■ The exercise ■
Return every line of the data below that contains the word "surface", copied in full. Case counts.

■ Supplied data ■
..............................

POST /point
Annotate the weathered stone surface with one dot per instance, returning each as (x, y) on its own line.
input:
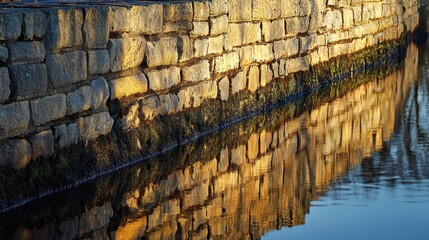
(66, 135)
(162, 52)
(29, 79)
(196, 72)
(253, 79)
(178, 12)
(286, 48)
(218, 7)
(26, 52)
(218, 25)
(223, 86)
(193, 96)
(126, 53)
(206, 46)
(244, 33)
(14, 119)
(333, 20)
(64, 29)
(44, 110)
(200, 29)
(201, 11)
(4, 53)
(184, 48)
(274, 30)
(238, 82)
(96, 27)
(10, 26)
(127, 86)
(227, 62)
(263, 53)
(297, 25)
(240, 11)
(98, 62)
(78, 100)
(266, 74)
(67, 68)
(99, 93)
(34, 26)
(95, 125)
(297, 64)
(4, 84)
(137, 19)
(164, 78)
(42, 144)
(15, 153)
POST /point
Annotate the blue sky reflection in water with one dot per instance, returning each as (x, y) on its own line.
(387, 195)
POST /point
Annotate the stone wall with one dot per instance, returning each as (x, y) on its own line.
(61, 70)
(264, 179)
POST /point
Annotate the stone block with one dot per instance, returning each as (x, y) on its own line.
(42, 144)
(246, 55)
(29, 79)
(240, 11)
(34, 26)
(163, 51)
(126, 53)
(201, 11)
(66, 135)
(10, 26)
(199, 71)
(274, 30)
(95, 125)
(295, 25)
(297, 65)
(4, 53)
(253, 78)
(333, 20)
(206, 46)
(223, 86)
(99, 93)
(164, 78)
(218, 25)
(26, 52)
(47, 109)
(67, 68)
(96, 27)
(79, 100)
(226, 62)
(137, 19)
(286, 48)
(266, 74)
(15, 153)
(14, 119)
(178, 12)
(98, 62)
(4, 84)
(64, 29)
(184, 48)
(127, 86)
(200, 29)
(263, 53)
(244, 33)
(193, 96)
(218, 7)
(238, 82)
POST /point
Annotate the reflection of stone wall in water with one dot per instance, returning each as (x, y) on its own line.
(268, 182)
(59, 67)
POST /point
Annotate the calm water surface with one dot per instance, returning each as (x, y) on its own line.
(353, 166)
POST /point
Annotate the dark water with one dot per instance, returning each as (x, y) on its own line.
(339, 165)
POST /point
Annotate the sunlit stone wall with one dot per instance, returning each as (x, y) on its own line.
(59, 67)
(251, 188)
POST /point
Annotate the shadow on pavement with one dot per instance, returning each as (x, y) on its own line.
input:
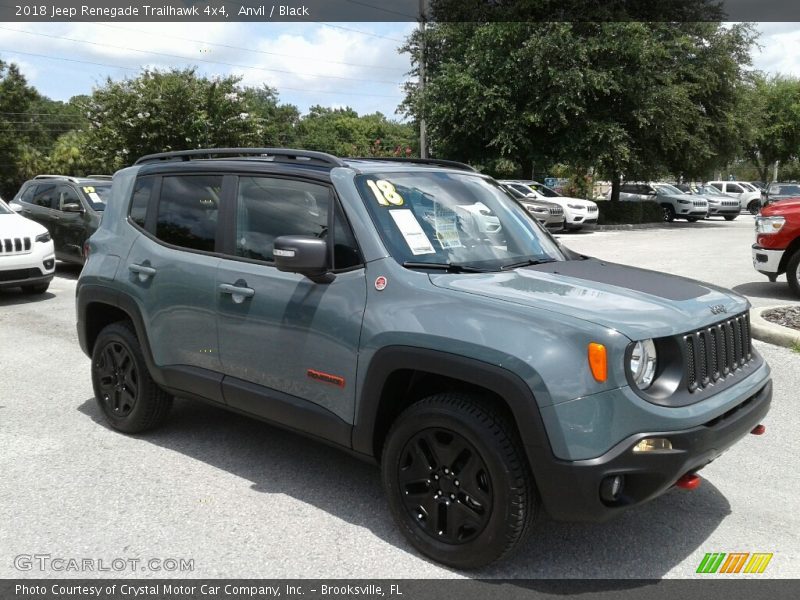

..............................

■ Full output ■
Annotate the weathered stone surface with one dot per instance, returning each as (x, y) on its own line.
Annotate the calm water surface with one dot per instance, returning each as (x, y) on its own line.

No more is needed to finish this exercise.